Labeled shape records:
..........
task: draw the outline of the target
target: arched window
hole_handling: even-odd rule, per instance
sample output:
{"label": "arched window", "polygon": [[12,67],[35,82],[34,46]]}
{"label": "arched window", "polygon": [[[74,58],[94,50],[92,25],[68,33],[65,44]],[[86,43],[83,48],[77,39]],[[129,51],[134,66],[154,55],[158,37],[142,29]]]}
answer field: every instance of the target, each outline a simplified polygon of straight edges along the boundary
..........
Format each line of the material above as a numbered list, omitting any blank lines.

1. task: draw the outline of the target
2. target: arched window
3. hole_handling: even-odd rule, per instance
4. sample output:
5. {"label": "arched window", "polygon": [[12,67],[35,82],[34,46]]}
6. {"label": "arched window", "polygon": [[[74,58],[94,50],[92,25],[68,33],[65,44]],[[86,43],[83,48],[77,39]],[[129,51],[134,66],[154,55],[158,37],[142,29]]]}
7. answer field: every instance of the target, each outline a simplified polygon of straight edges along the boundary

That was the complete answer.